PROBLEM:
Rewrite every item below in full, shifting each bounding-box coordinate in the answers up by 9.
[Start of DATA EXTRACT]
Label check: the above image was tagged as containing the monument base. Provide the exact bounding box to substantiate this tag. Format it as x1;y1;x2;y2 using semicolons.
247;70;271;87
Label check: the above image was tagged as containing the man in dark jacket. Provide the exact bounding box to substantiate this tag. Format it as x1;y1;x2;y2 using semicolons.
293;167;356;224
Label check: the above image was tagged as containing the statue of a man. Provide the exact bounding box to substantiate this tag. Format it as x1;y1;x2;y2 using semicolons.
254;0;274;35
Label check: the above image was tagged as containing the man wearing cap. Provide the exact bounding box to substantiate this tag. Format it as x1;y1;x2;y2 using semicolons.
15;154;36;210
[End of DATA EXTRACT]
SOLUTION FOR THIS PROBLEM:
Label check: the above image was tagged as containing the monument base. Provide the exact bounding box to substantiate this tag. Format it as x1;y1;x2;y2 using semicolons.
256;79;280;96
Label check: the above image was tagged as containing the man in dark jacket. Provide the exact bounding box to substantiate this tag. Format it as x1;y1;x2;y2 using semicolons.
302;176;365;233
Label check: the above image was tagged as containing the statue of a man. Provide the exact bounding box to substantiate this tag. Format it as x1;y1;x2;y2 using semicolons.
263;9;283;44
Label check: the above image was tagged as containing the man wearing cap. Provide the exact bounding box to substantiate this tag. Format it as x1;y1;x2;y2 using semicolons.
24;163;45;219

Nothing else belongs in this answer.